Source records
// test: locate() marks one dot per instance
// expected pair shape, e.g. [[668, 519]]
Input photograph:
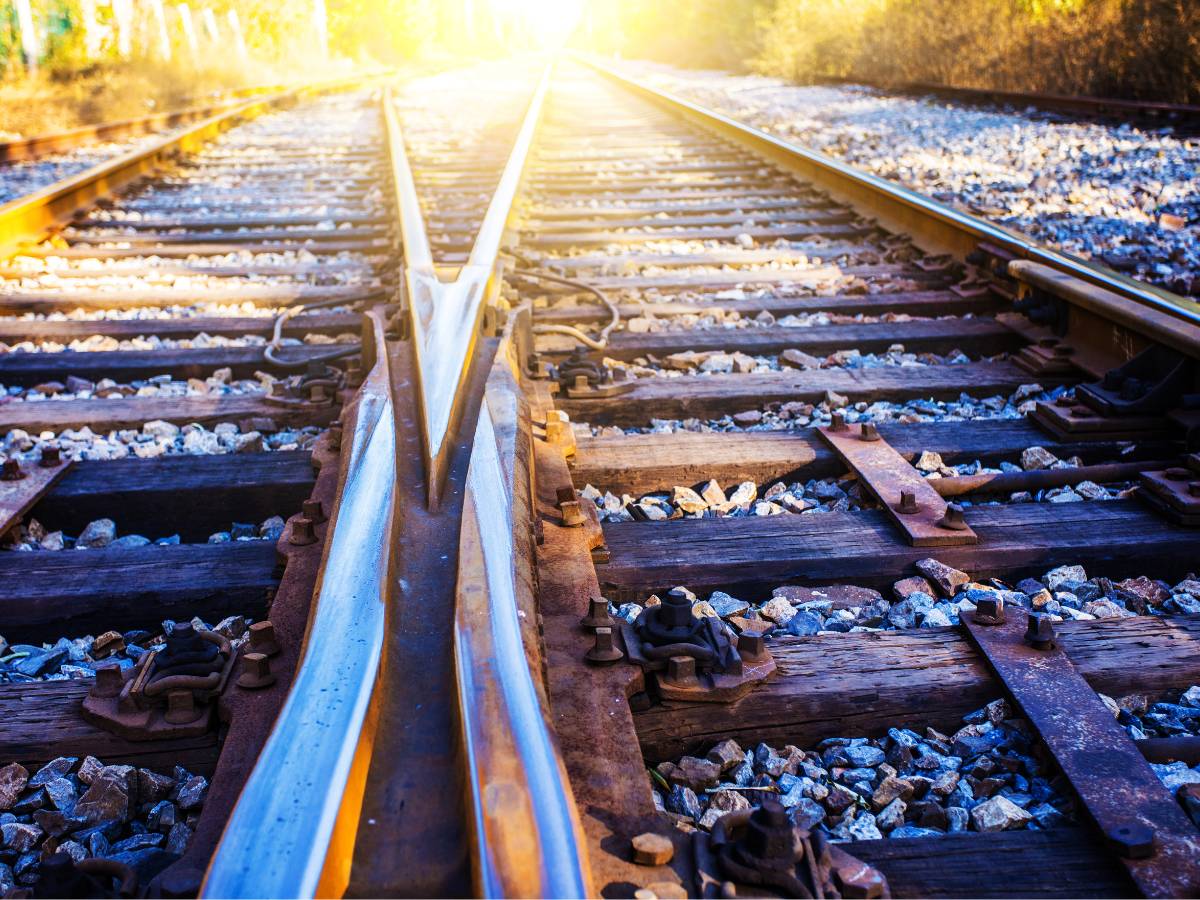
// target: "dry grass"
[[1143, 49], [60, 101]]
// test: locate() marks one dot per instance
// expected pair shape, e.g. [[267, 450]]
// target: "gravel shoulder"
[[1122, 196]]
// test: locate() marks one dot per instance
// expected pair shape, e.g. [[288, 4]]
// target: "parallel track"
[[443, 732]]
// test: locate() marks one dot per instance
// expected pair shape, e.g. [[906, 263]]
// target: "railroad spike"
[[604, 652]]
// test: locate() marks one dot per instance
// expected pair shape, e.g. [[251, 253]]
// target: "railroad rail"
[[37, 147], [703, 516], [1183, 117]]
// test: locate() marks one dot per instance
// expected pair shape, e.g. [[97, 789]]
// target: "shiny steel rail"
[[527, 834], [933, 226], [525, 827], [444, 316], [287, 843], [33, 216]]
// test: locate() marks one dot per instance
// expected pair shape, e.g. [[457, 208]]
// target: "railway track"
[[684, 473], [1183, 118]]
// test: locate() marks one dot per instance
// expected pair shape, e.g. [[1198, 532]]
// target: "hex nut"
[[651, 849]]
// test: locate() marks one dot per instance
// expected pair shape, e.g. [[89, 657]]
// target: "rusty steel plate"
[[888, 475], [1104, 766], [1065, 420], [17, 497]]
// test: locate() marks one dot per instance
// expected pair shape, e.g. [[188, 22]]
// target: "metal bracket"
[[1175, 492], [21, 487], [1141, 822], [147, 702], [1156, 381], [753, 850], [1071, 419], [911, 502], [695, 659]]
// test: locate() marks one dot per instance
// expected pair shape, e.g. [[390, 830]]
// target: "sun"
[[550, 23]]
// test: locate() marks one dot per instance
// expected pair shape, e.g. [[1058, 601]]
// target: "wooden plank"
[[724, 256], [713, 396], [258, 235], [13, 330], [30, 369], [133, 412], [217, 223], [852, 685], [91, 299], [190, 496], [586, 222], [1056, 863], [889, 478], [724, 279], [639, 463], [648, 233], [208, 249], [79, 592], [1117, 538], [41, 720], [976, 337], [918, 303]]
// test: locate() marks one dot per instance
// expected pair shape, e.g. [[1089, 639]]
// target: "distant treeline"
[[1141, 49]]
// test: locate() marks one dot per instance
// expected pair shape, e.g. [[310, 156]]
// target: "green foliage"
[[1132, 48]]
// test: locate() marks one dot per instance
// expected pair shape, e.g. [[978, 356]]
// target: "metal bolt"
[[569, 505], [303, 533], [682, 670], [598, 615], [109, 681], [263, 639], [181, 708], [751, 645], [1132, 841], [558, 426], [953, 519], [256, 671], [651, 849], [990, 611], [1039, 631], [312, 509], [604, 652]]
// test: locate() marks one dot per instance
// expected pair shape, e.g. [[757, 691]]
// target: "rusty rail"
[[934, 226], [444, 316], [1187, 114], [31, 217], [39, 145]]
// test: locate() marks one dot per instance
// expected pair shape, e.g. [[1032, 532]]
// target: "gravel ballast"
[[1122, 196]]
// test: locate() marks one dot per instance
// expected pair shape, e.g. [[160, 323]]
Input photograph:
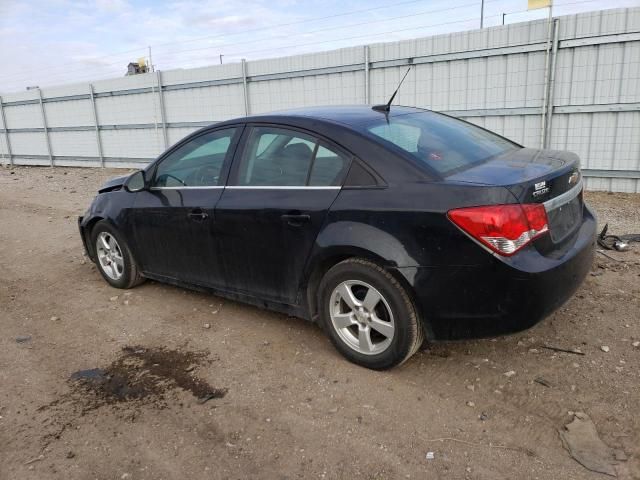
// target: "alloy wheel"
[[361, 317], [110, 255]]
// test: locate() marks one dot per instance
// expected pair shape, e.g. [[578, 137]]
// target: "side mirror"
[[136, 182]]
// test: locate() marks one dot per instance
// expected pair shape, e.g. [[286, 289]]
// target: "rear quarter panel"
[[405, 225]]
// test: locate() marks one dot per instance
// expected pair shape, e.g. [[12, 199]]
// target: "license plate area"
[[564, 219]]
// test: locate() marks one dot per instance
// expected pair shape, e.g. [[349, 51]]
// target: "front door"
[[281, 187], [174, 220]]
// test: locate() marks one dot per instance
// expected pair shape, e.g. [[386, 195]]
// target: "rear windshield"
[[443, 143]]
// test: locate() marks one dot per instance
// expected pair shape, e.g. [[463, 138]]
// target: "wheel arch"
[[87, 227], [332, 256]]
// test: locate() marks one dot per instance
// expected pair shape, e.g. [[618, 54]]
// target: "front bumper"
[[503, 297]]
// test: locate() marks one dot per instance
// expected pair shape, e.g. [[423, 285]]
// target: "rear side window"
[[443, 143], [280, 157], [328, 168]]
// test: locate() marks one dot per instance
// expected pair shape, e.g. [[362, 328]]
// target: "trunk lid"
[[550, 177]]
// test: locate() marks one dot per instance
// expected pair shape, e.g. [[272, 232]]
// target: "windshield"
[[443, 143]]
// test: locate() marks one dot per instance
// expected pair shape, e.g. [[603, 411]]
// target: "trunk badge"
[[573, 178], [540, 189]]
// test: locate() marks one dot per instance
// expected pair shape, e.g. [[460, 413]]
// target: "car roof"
[[347, 115]]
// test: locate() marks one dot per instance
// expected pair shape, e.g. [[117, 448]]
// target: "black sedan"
[[386, 227]]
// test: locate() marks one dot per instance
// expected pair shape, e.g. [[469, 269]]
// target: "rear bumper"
[[505, 296]]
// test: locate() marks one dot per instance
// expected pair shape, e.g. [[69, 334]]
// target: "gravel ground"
[[284, 403]]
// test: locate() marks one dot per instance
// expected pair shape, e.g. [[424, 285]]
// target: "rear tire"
[[368, 315], [113, 257]]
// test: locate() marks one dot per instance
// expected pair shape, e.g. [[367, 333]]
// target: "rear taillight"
[[504, 229]]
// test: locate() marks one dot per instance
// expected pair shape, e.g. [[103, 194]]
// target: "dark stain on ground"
[[144, 375]]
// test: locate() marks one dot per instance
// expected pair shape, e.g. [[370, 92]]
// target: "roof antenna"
[[386, 108]]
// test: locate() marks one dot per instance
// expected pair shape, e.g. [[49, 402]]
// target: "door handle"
[[197, 214], [296, 220]]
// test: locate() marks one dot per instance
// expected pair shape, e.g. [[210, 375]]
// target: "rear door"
[[174, 220], [282, 184]]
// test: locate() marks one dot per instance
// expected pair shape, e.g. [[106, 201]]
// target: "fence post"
[[552, 81], [46, 129], [162, 116], [95, 122], [245, 87], [6, 132], [366, 75]]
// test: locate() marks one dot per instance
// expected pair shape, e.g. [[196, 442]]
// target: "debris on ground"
[[621, 243], [143, 374], [564, 350], [542, 382], [580, 438]]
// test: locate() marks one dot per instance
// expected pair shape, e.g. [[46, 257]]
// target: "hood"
[[113, 184]]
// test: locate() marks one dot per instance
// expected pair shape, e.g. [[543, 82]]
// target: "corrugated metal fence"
[[584, 96]]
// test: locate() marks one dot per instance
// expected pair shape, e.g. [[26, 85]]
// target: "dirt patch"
[[143, 375]]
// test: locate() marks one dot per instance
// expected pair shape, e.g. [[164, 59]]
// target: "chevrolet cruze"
[[386, 226]]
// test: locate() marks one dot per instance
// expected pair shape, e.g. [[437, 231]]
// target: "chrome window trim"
[[564, 198], [283, 187], [186, 188]]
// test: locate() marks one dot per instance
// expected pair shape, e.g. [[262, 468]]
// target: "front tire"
[[368, 315], [113, 257]]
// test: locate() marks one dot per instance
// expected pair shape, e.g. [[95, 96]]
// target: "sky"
[[53, 42]]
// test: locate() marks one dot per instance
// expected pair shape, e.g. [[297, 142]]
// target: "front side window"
[[281, 157], [443, 143], [197, 163]]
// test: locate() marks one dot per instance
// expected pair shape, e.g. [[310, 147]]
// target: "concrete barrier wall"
[[577, 88]]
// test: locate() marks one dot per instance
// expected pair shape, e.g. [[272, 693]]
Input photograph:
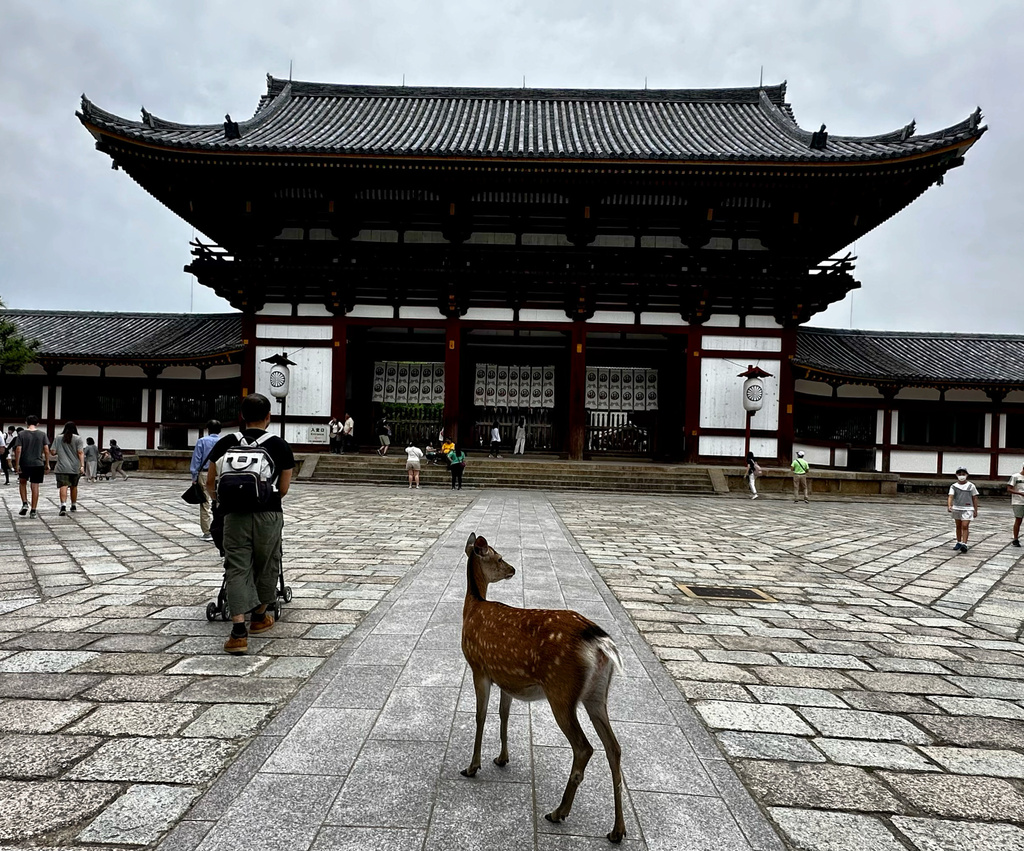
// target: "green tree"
[[15, 351]]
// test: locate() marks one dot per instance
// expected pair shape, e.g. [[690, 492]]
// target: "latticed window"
[[839, 425]]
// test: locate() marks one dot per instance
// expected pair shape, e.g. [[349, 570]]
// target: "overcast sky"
[[75, 235]]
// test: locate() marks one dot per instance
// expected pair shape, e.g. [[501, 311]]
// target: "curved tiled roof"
[[923, 357], [134, 338], [734, 124]]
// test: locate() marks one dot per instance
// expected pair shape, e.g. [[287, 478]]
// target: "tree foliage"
[[15, 351]]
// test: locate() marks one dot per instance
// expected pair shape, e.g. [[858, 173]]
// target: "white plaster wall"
[[224, 371], [967, 395], [927, 393], [904, 461], [294, 332], [720, 342], [128, 438], [722, 321], [857, 391], [815, 456], [978, 464], [1010, 464], [88, 370], [655, 317], [721, 399], [309, 392], [489, 314], [812, 388], [181, 372]]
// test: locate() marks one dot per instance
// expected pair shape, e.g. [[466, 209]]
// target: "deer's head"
[[487, 560]]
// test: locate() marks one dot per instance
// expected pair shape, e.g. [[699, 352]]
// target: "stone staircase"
[[534, 473]]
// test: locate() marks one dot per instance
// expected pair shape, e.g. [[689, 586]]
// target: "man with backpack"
[[250, 472]]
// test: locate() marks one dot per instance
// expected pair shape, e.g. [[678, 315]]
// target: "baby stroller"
[[220, 606]]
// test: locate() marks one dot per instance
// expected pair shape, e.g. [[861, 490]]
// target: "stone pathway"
[[879, 704]]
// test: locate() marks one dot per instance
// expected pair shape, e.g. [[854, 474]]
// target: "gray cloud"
[[76, 235]]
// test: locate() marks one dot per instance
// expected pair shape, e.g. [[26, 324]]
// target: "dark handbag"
[[195, 494]]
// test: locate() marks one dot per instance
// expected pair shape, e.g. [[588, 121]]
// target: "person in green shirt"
[[801, 477]]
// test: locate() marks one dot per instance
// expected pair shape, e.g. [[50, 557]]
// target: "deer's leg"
[[597, 709], [481, 684], [503, 712], [582, 752]]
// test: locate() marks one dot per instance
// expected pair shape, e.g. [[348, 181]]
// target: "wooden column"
[[691, 414], [339, 367], [453, 349], [249, 357], [578, 397], [786, 394]]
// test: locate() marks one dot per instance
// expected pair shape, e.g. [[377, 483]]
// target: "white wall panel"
[[294, 332], [1010, 464], [310, 381], [721, 397], [905, 461], [721, 342]]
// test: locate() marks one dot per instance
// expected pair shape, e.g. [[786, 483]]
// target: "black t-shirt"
[[280, 452]]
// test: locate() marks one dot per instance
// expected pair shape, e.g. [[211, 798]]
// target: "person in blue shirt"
[[199, 466]]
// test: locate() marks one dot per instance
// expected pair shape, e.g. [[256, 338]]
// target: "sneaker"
[[237, 645], [262, 625]]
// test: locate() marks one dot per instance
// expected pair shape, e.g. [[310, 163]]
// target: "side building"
[[599, 263]]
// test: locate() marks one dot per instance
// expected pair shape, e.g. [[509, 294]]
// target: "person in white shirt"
[[1016, 490], [413, 456]]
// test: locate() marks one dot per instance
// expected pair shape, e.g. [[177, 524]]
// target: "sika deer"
[[531, 653]]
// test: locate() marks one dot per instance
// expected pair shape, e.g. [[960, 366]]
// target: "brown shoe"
[[236, 645], [261, 626]]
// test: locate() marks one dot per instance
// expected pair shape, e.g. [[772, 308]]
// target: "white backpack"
[[245, 475]]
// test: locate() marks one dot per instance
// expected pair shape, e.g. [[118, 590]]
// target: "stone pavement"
[[879, 704]]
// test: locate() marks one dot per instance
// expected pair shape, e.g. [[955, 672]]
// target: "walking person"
[[117, 461], [249, 498], [32, 453], [496, 439], [801, 477], [413, 457], [384, 435], [962, 502], [91, 453], [520, 436], [457, 464], [1016, 491], [753, 471], [198, 467], [71, 465], [348, 434]]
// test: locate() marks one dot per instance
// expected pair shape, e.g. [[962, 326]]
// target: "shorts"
[[32, 474]]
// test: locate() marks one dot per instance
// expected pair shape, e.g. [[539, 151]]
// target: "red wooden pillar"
[[786, 394], [339, 367], [691, 414], [453, 348], [578, 397], [249, 357]]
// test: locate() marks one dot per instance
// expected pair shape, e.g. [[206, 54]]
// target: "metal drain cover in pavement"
[[710, 592]]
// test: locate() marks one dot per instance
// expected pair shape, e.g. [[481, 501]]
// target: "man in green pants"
[[250, 472]]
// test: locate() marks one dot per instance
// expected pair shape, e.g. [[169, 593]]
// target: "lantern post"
[[754, 393], [281, 378]]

**AIM OF THE EXERCISE**: The expected answer is an exact copy of the lines above, beginning at the line with "e.g. [[118, 590]]" and ending at the line with "e.g. [[955, 672]]", with both ends in.

**RESULT**:
// expected pair shape, e.g. [[118, 590]]
// target: "stone pavement"
[[879, 704]]
// test: locate() marks one dot per instance
// expected pair shape, e.g. [[955, 672]]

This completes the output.